KNL specific fix: disable generating INC and DEC instructions on Xeon Phi and Silvermont CPUs

Kandu, Rahul rahul.kandu at intel.com
Thu Jun 22 18:34:54 UTC 2017


Hi Vladimir, 

Below option is valid for CPU ID 0x57 and 0x85 due to AVX support on Xeon Phi. Silvermont CPUs 0x36, 0x37 etc. had support up to SSE4.x and not AVX. 
_features &= ~CPU_VZEROUPPER;

It may be better to separate CPU model checks for Knights family (Xeon Phi and its successors) from previous Silvermont (ATOM) family processors due to several differences in the instruction set. 

Rahul

-----Original Message-----
From: Vladimir Kozlov [mailto:vladimir.kozlov at oracle.com] 
Sent: Wednesday, June 21, 2017 5:02 PM
To: Kandu, Rahul <rahul.kandu at intel.com>; hotspot-compiler-dev at openjdk.java.net
Subject: Re: KNL specific fix: disable generating INC and DEC instructions on Xeon Phi and Silvermont CPUs

Thank you, Rahul

Why you need to split code and not just add new cpu models checks at the second place?:

@@ -1179,7 +1179,9 @@
      if ((cpu_family() == 0x06) &&
          ((extended_cpu_model() == 0x36) || // Centerton
           (extended_cpu_model() == 0x37) || // Silvermont
-         (extended_cpu_model() == 0x4D))) {
+         (extended_cpu_model() == 0x4D) ||
+         (extended_cpu_model() == 0x57) ||   // Xeon Phi 3200/5200/7200
+         (extended_cpu_model() == 0x85))) {  // Future Xeon Phi
  #ifdef COMPILER2
        if (FLAG_IS_DEFAULT(OptoScheduling)) {
          OptoScheduling = true;
@@ -1190,6 +1192,9 @@
            UseUnalignedLoadStores = true; // use movdqu on newest Intel cpus
          }
        }
+      if (FLAG_IS_DEFAULT(UseIncDec)) {
+        FLAG_SET_DEFAULT(UseIncDec, false);
+      }
      }
      if(FLAG_IS_DEFAULT(AllocatePrefetchInstr) && supports_3dnow_prefetch()) {

Thanks,
Vladimir

On 6/21/17 3:39 PM, Kandu, Rahul wrote:
> Hi Vladimir,
> 
> Webrev for the code change.. after correcting auto indent parameters as specified.

▶ **MATERIAL**:
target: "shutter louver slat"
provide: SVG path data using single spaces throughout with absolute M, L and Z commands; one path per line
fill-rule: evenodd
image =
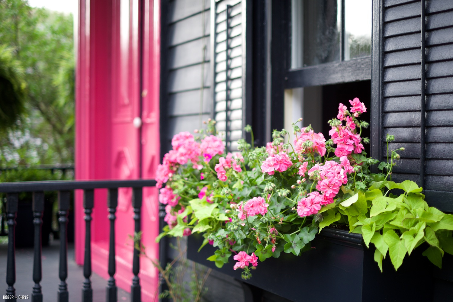
M 216 0 L 213 3 L 216 6 L 211 16 L 215 20 L 211 29 L 211 32 L 215 33 L 212 34 L 213 117 L 217 122 L 217 130 L 224 133 L 227 149 L 232 151 L 237 150 L 235 142 L 243 135 L 244 5 L 241 0 Z

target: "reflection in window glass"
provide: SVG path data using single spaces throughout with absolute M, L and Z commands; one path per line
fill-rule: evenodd
M 344 59 L 371 55 L 371 0 L 345 0 Z
M 341 3 L 292 0 L 292 68 L 340 60 Z

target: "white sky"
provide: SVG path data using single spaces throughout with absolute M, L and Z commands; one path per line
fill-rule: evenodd
M 371 37 L 371 0 L 346 0 L 345 29 L 356 36 Z
M 44 7 L 51 10 L 77 15 L 78 0 L 28 0 L 32 7 Z

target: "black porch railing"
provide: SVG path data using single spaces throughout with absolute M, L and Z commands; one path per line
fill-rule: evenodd
M 43 182 L 26 182 L 0 183 L 0 192 L 6 193 L 6 216 L 8 225 L 8 260 L 6 265 L 6 283 L 8 288 L 6 295 L 13 297 L 11 301 L 16 301 L 16 292 L 14 285 L 16 282 L 15 254 L 15 218 L 19 202 L 19 193 L 21 192 L 32 192 L 33 223 L 34 226 L 34 242 L 33 278 L 34 282 L 32 293 L 32 301 L 42 302 L 43 294 L 40 283 L 42 279 L 41 268 L 41 234 L 42 218 L 44 211 L 44 192 L 58 192 L 58 223 L 60 226 L 60 241 L 58 297 L 58 302 L 68 302 L 69 292 L 66 279 L 67 278 L 67 216 L 69 210 L 70 191 L 75 189 L 83 190 L 83 208 L 85 210 L 85 242 L 83 264 L 83 275 L 85 281 L 82 287 L 82 301 L 90 302 L 93 300 L 93 291 L 90 280 L 91 266 L 91 221 L 92 212 L 94 207 L 94 190 L 98 188 L 107 188 L 108 194 L 107 206 L 108 208 L 108 219 L 110 221 L 108 273 L 110 276 L 107 282 L 106 289 L 106 301 L 117 301 L 117 288 L 114 275 L 116 271 L 115 263 L 115 212 L 118 204 L 118 189 L 120 187 L 132 188 L 132 206 L 134 208 L 135 221 L 134 231 L 140 230 L 140 211 L 142 206 L 142 189 L 145 187 L 154 187 L 156 182 L 154 180 L 105 180 L 105 181 L 49 181 Z M 132 302 L 141 300 L 139 251 L 134 249 L 132 263 L 134 277 L 131 286 L 130 298 Z M 46 301 L 46 300 L 44 300 Z

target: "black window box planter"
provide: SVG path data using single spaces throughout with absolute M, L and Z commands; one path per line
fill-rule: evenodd
M 324 229 L 312 242 L 312 248 L 300 256 L 282 253 L 278 259 L 258 262 L 252 277 L 242 280 L 236 261 L 221 268 L 206 260 L 215 248 L 207 244 L 198 252 L 203 238 L 189 236 L 188 258 L 273 293 L 294 301 L 430 301 L 433 299 L 434 266 L 419 247 L 395 271 L 387 255 L 381 273 L 374 261 L 374 249 L 368 249 L 361 235 Z

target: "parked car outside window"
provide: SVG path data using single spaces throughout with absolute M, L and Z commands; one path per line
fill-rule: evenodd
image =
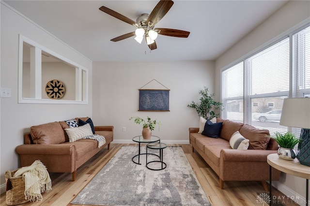
M 264 113 L 253 113 L 253 118 L 260 121 L 280 121 L 281 110 L 271 110 Z

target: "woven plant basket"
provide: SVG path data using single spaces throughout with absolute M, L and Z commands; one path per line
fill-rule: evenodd
M 15 206 L 29 201 L 25 198 L 25 181 L 23 177 L 13 177 L 19 169 L 5 172 L 4 177 L 6 181 L 6 195 L 5 202 L 7 205 Z

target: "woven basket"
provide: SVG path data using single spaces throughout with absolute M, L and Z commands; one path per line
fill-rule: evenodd
M 19 169 L 7 171 L 4 174 L 6 181 L 5 202 L 7 205 L 20 205 L 29 201 L 25 198 L 25 181 L 22 177 L 13 177 Z

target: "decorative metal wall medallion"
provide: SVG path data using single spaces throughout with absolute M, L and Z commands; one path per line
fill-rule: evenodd
M 65 88 L 61 81 L 53 79 L 50 80 L 45 87 L 45 92 L 47 96 L 53 99 L 61 99 L 64 95 Z

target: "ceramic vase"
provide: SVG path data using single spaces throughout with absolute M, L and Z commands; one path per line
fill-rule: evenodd
M 150 128 L 146 127 L 142 130 L 142 136 L 144 139 L 150 139 L 152 136 L 152 131 L 150 130 Z
M 281 147 L 278 148 L 278 155 L 279 158 L 285 160 L 293 161 L 296 158 L 295 151 L 293 149 Z

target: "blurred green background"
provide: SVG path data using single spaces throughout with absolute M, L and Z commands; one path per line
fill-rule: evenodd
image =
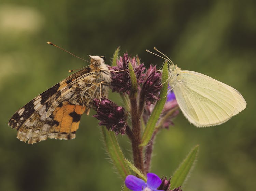
M 222 125 L 193 126 L 180 113 L 157 137 L 152 172 L 172 174 L 191 149 L 198 161 L 184 190 L 254 190 L 256 187 L 256 3 L 244 1 L 1 0 L 0 2 L 0 190 L 120 190 L 98 122 L 83 116 L 76 138 L 33 145 L 17 140 L 7 123 L 19 108 L 87 64 L 87 59 L 138 54 L 148 66 L 162 60 L 154 46 L 184 70 L 238 90 L 247 102 Z M 109 62 L 109 63 L 110 62 Z M 119 104 L 116 94 L 111 99 Z M 128 158 L 131 147 L 118 136 Z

▶ **STATED GOAL 1**:
In the mailing list thread, which CPU IDs is the option that clears CPU_VZEROUPPER valid for?
▶ **STATED GOAL 2**:
Output the entries from the start through the line containing "M 216 0 L 213" as a Markdown table with the columns n and Line, where n is the row number. Omit blank lines and pictures.

▶ **RESULT 1**:
CPU IDs 0x57 and 0x85.

▶ **RESULT 2**:
| n | Line |
|---|---|
| 1 | target: "shutter louver slat" |
| 2 | provide: SVG path data using single spaces throughout with absolute M, L and Z commands; one path per line |
| 3 | fill-rule: evenodd |
| 4 | image = |
| 5 | M 216 0 L 213 3 L 216 6 L 211 16 L 215 20 L 211 29 L 211 32 L 215 33 L 212 34 L 213 117 L 217 122 L 217 130 L 224 133 L 227 149 L 232 151 L 237 150 L 235 142 L 243 135 L 244 5 L 241 0 Z |